Task 1:
Return, unchanged, the part of the civic mapmaking event text that opens with the words containing "In this virtual" and closes with "for youth advocacy.".
Task 2:
Answer these questions from the civic mapmaking event text:
(a) On what date is the presentation held?
(b) What location is listed for it?
(c) What is the open-source software and hardware system used to guide collaborative mapmaking called?

++++ Text segment

Youth Advocacy Through Civic Mapmaking

203-432-1072
Time: 
Tuesday, February 14, 2023 - 1:00pm to 2:00pm
Location: 
Online
Description: 

In this virtual presentation, Yanni Loukissas will share the arc of his research over the past ten years to rethink what data can mean for civic life, culminating in recent work on civic mapmaking tools for youth advocacy.

Dr. Loukissas spent the last year working with colleagues at Georgia Tech, Savannah State, and the City of Savannah to develop a toolkit that can support youth advocacy through civic mapmaking. In the context of our data-driven society, this toolkit is not what you might expect. It relies on paint pens, drawing paper, and conversation prompts, which are meant to help kids reflect on the uneven social and economic effects of disasters. These analog tools are given digital precision by Map Spot, an open-source software and hardware system that they made to guide collaborative mapmaking.

++++++++
++++ Dataset section

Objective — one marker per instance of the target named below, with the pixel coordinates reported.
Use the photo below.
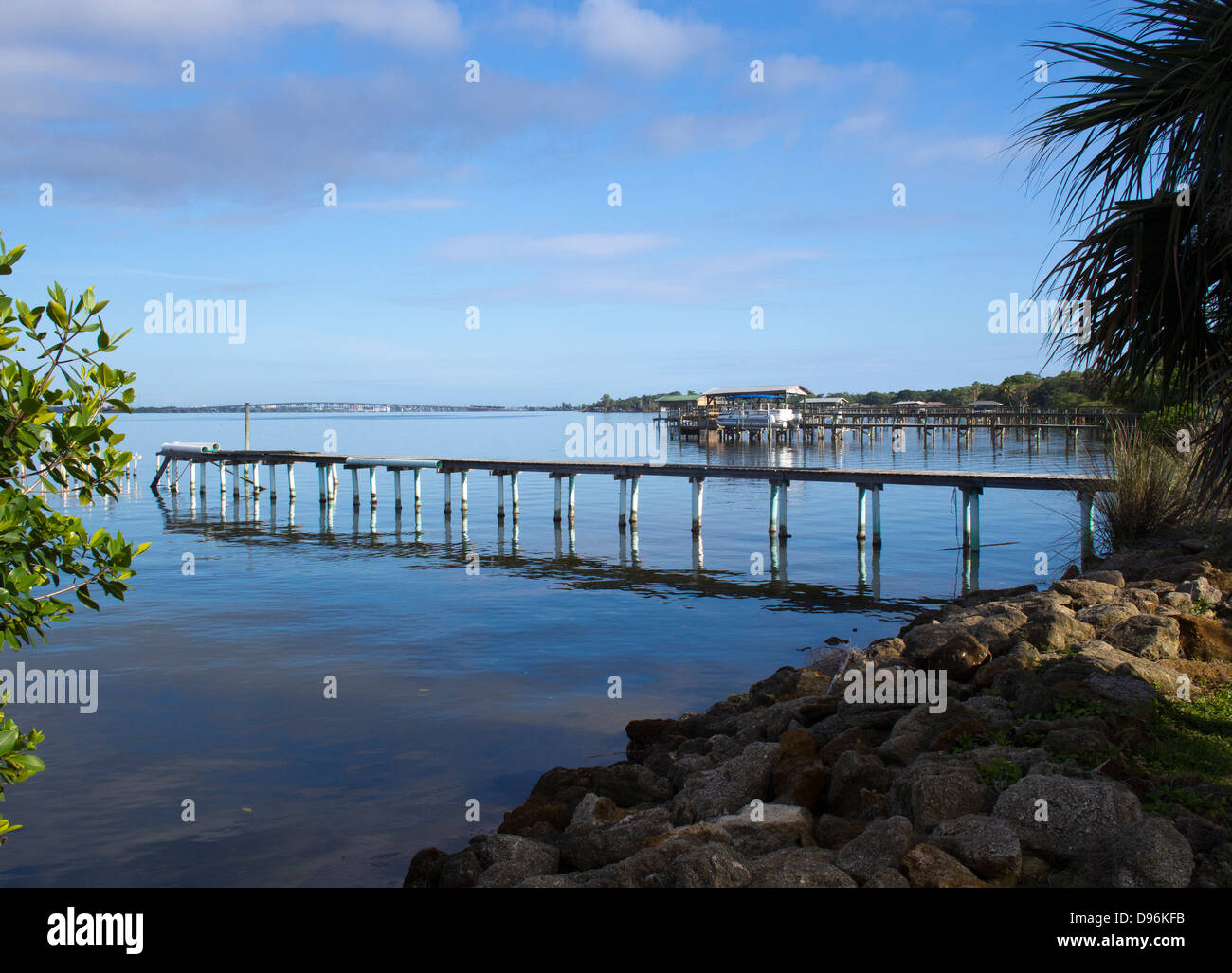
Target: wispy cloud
(588, 245)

++++++++

Answer box 1:
In this virtual presentation, Yanni Loukissas will share the arc of his research over the past ten years to rethink what data can mean for civic life, culminating in recent work on civic mapmaking tools for youth advocacy.

Answer box 2:
(a) Tuesday, February 14, 2023
(b) Online
(c) Map Spot